(CHALLENGE) Keep the pictures out of the copy and print all the entries below exactly.

——————————

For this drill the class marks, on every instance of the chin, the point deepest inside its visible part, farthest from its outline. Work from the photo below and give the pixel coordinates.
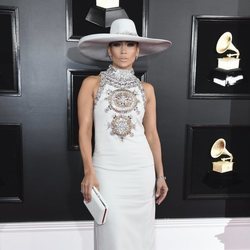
(124, 65)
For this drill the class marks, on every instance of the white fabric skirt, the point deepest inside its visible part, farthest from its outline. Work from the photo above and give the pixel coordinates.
(130, 195)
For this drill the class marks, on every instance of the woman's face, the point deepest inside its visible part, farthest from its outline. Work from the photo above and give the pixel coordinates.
(123, 54)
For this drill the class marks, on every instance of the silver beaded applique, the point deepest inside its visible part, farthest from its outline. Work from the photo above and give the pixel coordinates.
(121, 126)
(121, 100)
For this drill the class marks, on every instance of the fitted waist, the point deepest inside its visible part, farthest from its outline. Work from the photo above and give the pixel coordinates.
(124, 157)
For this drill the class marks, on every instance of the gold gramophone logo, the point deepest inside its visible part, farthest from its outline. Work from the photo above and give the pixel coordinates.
(228, 72)
(219, 151)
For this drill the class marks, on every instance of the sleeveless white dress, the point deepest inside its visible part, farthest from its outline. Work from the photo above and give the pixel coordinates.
(124, 163)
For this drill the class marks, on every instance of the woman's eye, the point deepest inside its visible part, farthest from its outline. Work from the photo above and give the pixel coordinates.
(116, 44)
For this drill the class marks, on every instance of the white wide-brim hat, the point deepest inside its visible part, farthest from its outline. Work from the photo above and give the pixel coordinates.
(95, 46)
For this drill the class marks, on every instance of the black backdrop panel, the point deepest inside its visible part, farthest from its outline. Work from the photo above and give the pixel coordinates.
(51, 172)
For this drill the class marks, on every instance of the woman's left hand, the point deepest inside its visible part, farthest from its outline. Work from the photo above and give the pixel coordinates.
(161, 190)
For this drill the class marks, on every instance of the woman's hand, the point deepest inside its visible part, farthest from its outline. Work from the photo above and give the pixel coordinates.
(161, 190)
(87, 183)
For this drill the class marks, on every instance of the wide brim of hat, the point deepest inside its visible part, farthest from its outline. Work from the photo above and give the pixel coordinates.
(95, 46)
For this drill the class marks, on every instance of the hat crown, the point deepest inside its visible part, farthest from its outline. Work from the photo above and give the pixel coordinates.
(123, 26)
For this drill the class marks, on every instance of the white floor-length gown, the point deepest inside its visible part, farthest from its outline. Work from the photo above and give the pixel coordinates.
(123, 163)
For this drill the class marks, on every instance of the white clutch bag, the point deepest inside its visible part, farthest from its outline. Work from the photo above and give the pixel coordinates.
(97, 207)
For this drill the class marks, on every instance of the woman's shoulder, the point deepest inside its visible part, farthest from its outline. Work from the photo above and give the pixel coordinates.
(92, 79)
(148, 87)
(91, 82)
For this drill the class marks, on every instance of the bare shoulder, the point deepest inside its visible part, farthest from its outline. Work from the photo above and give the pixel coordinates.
(90, 84)
(91, 81)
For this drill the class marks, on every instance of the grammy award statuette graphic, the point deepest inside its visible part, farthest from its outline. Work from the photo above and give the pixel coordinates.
(224, 164)
(228, 72)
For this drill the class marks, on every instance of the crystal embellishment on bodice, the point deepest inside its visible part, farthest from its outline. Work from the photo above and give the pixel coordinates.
(122, 89)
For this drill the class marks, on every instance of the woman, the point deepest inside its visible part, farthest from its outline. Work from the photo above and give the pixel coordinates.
(126, 165)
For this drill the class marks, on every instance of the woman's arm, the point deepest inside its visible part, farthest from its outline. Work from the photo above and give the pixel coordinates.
(149, 122)
(85, 103)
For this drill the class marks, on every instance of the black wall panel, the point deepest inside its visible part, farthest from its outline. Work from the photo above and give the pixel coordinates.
(51, 172)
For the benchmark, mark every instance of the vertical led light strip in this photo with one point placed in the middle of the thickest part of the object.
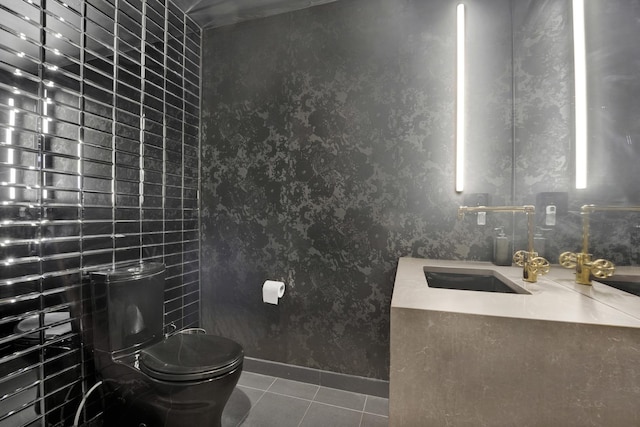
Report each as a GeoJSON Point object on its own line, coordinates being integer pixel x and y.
{"type": "Point", "coordinates": [9, 141]}
{"type": "Point", "coordinates": [580, 67]}
{"type": "Point", "coordinates": [460, 91]}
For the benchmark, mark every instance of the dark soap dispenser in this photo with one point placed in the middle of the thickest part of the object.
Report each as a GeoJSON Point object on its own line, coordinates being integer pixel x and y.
{"type": "Point", "coordinates": [501, 248]}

——————————

(RESULT OF THIS TASK)
For this drill the class marks, on every instance of the chin, the point deepest inside its visible part, farthest from its outline. Work from the photo below and give the pixel coordinates.
(124, 65)
For this drill the class marks, on every instance of the white fabric skirt, the point deepest inside its visible part, farthest from its outline. Work from the photo above and give the pixel coordinates.
(130, 195)
For this drill the class marks, on every instance of the woman's face, the point deepest inside its visible part, farthest from its outline. Work from the photo above and give the pixel coordinates.
(123, 54)
For this drill the class marks, on every instance of the silver beaded applique, the point deepest inside its visible part, farthest from its outline. Work from the photo above and give the pixel coordinates.
(121, 126)
(121, 100)
For this drill the class marks, on every instance of the fitted waist, the point deepest inside its visible part, farthest from its outline. Work from the photo above and give the pixel coordinates.
(124, 157)
For this drill the class marks, on every instance of the gold gramophone logo, the point deepest inside its visible part, farthest from its outline. Work from the photo above and give the pixel coordinates.
(228, 72)
(219, 151)
For this drill the class marks, on every instance of the sleeveless white dress, the point deepest inside its visible part, farthest from its outline. Work from the photo above and give the pixel coordinates.
(124, 163)
For this drill the class marks, on every instance of the woman's eye, the point deepest inside its visible part, farthest from its outline. Work from the photo above and give the pixel coordinates.
(116, 44)
For this drill the class marks, on every instance of the white wide-brim hat, the point deepest inside its visible part, farthest from its outline. Work from the photo above and give the pixel coordinates.
(95, 46)
For this drill the class marks, on every instance of the black backdrop panel, the point deepest inside its visible part, farthest from its outline. Work from the photo above and give the pixel coordinates.
(51, 172)
For this drill the class marks, on every instance of the woman's left hand, the point deepest inside its visible part, farthest from its outline. Work from the photo above and give the pixel coordinates.
(161, 190)
For this drill the class marks, on every instance of the woman's hand, the point deepest inside its visible part, farthest from its outline. Work from the photo above and give the pixel coordinates.
(161, 190)
(87, 183)
For this drill the class marks, on every instance of the wide brim of hat, the point deepest inside its visible part, farthest from its outline. Work from the photo above and give the pixel coordinates.
(95, 46)
For this drill the class marks, on every instance of the hat crown, the point deepest inside its visible part, farthest from its outline. Work from the photo above and give the pixel coordinates.
(123, 26)
For this drill the class marks, on every instance of the white floor-length gown, the point deepest inside its visible part, farthest from its outline. Work from the photo above and give the pixel coordinates.
(123, 163)
For this drill the class marks, on every instance of the white clutch bag, the point deepest inside its visible part, farthest from its outline. Work from the photo above and give the pixel coordinates.
(97, 207)
For this drill the class marks, on every instance of the woman's shoulder, the point deepest inside its visible part, farthest from its outline. Work from the photo above and give the pixel coordinates.
(92, 79)
(148, 87)
(91, 82)
For this drill the class marks, on every instance of the bare shoulder, the point deepest inside its visible part, farthest from its outline. Work from the photo above and give the pixel coordinates.
(90, 84)
(91, 81)
For this drill the class marks, on every instance of the grammy award statuette graphic, the point deepest inside its visible part, farthest from its outline. Work from the photo above and give the pixel coordinates.
(224, 164)
(228, 72)
For this drill the class marks, on every instance of the crystal embellishment on bodice, the point deepest inside its visible part, farthest from its outline. Work from the photo above and give the pixel coordinates.
(122, 89)
For this drill the class marks, on every instance of the woman, the point deepest inside its visible part, farthest from its outline. Work from the photo above and give the pixel coordinates.
(126, 165)
For this drill the class marks, on every instance of the woman's arm, the point deepest inside its visible part, farthest from its outline. Work from the photo above and give the pixel coordinates.
(149, 122)
(85, 103)
For this drill the class marks, on every instance of the black wall panel, the point deepest inside its visible part, farthest from its outline. Work from the photo above and give the pixel coordinates.
(51, 172)
For the benchmark, mark every instance of the vertical led light strip in this photo with one point placed in the middle of the thickest part of the object.
Report each as a GeoJSON Point object on its own line, coordinates being integer pixel x and y.
{"type": "Point", "coordinates": [9, 141]}
{"type": "Point", "coordinates": [580, 67]}
{"type": "Point", "coordinates": [460, 91]}
For the benchmark, mark every instance of the dark soap dispenser in this photo with one point placed in the middle of the thickest part of the object.
Report each as a GeoJSON Point object on its own line, coordinates being integer pixel x and y.
{"type": "Point", "coordinates": [501, 248]}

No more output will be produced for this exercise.